● EXCERPTED TEXT:
= Beginning of Section =
Sugar Cravings

Sugar Cravings

Adapted from the article "Junkie Food" by: Bijal Trivedi - NewScientist Magazine - 4 September 2010

Settled on the sofa watching the usual TV, you notice that predictable uncontrollable, nightly craving. At first you sit there fighting it. After 20 minutes, you can't fight any longer and you feel anxious and start fidgeting like crazy. Finally giving into your food addiction, you head to the freezer or cupboards for a fix. This could be ice cream or cookies or crackers or chips. Now you feel guilt. But what triggered such intense cravings? Do you lack will power? Or is something else driving your desire for certain foods.

There is more and more scientific evidence showing that certain foods are addictive. Sugar is the key ingredient in most junk food. Researchers studied rats given sugar syrup, similar to the sugar concentration in a typical soda beverage. After one month on this diet, the rats developed behaviour and brain changes that were identical to those or morphine-addicted rats. They binged on the syrup and showed anxious behaviour when it was removed – a sign of withdrawal. There were also changes in the neurotransmitters in the nucleus accumbens, a region associated with reward.

Crucially, the researchers noticed that despite having eaten it for weeks, the rats' brains released the neurotransmitter dopamine each time they binged on the sugar solution.
Dopamine drives the pursuit of pleasure - whether it is food, drugs or sex. It is a brain chemical vital for learning, memory, decision-making and sculpting the reward circuitry. As we eat more of this ‘sugary stuff', there is a dulling of the reward circuits, triggered by overuse of the drug (food). Thus, we need more of it to obtain a level of (dopamine) satisfaction. It's almost as though we have developed an immunity to the food and now have become "addicted”.

There may even be a genetic basis involving dopamine genes related to obesity and food addiction. In some obese people, it has been shown that the DRD2 and DRD4 genes have less active dopamine and as a result, have a dulled dopamine response when eating food that would normally be considered appetizing. The person must then eat more and it tends to be sugary foods, in order to get enough dopamine. This of course, is what leads to obesity.

Now that we know this, can we do anything about it? Presently no. However, people with these intense cravings should not feel guilty. The cause of their cravings may likely be a poor dopamine response to food.

We also know that exercise can raisedopamine levels. People who exercise on a regular basis, will have more impulse control when it comes to food. This might be a great reason for people to get out for a walk or get on their treadmill or bike or elliptical; if for no other reason than to raise dopamine sufficiently that cravings may be more readily controlled.

The more I read of the various gastro intestinal and brain hormones that drive us to eat , the more respect I have for people who are willing to ‘diet and exercise' to lose weight. It is not easy. We have many drugs to help us control blood pressure and diabetes and hypertension, yet we have a few hundred hormones driving us to eat. We expect people to get their weight under control on their own, when we have no drugs (yet) to help control cravings or change their metabolism.

I will stress again that weight loss and weight maintenance is a long frustrating journey. It takes a lot of will power, but overweight can be controlled. So, never give up. You can do it.
= End of Section =
● RECORD EXTRACTS:
= Beginning of Section =
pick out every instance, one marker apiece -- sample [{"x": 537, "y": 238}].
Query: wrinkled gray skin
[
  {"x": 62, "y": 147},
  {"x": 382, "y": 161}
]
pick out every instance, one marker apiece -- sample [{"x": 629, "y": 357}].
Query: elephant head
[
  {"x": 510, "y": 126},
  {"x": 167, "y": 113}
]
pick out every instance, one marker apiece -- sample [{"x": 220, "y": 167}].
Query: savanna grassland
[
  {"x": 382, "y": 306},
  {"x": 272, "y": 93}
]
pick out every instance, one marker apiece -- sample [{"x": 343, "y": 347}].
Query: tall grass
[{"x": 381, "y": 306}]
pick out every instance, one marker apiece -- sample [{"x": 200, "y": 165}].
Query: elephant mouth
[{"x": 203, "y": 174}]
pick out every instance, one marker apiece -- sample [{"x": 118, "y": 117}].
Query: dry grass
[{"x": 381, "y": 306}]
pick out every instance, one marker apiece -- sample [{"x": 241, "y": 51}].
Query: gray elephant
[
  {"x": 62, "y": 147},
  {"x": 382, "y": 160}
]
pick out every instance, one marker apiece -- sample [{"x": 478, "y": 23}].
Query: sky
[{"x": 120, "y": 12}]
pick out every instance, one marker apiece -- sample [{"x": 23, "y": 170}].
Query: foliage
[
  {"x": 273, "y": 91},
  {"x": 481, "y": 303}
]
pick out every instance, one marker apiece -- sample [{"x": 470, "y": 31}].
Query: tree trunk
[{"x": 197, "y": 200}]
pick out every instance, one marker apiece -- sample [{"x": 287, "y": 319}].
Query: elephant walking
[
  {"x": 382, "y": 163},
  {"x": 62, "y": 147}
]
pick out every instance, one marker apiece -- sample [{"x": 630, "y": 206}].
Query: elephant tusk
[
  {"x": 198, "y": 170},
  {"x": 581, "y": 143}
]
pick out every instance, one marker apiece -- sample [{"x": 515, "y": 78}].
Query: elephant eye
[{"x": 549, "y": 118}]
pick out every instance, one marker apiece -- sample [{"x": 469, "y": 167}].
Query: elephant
= End of Section =
● STUDY QUESTIONS:
1. From the sugar cravings piece, quote the passage starting with "I will stress" and going on through "You can do it.".
2. Answer these questions from the sugar cravings piece:
(a) After how long on the sugar syrup diet did the rats develop behavior and brain changes?
(b) Which two genes are named in connection with a dulled dopamine response in some obese people?
(c) What activity is said to raise dopamine levels?

● TASK ANSWERS:
1.
I will stress again that weight loss and weight maintenance is a long frustrating journey. It takes a lot of will power, but overweight can be controlled. So, never give up. You can do it.

2.
(a) One month.
(b) DRD2 and DRD4.
(c) Exercise.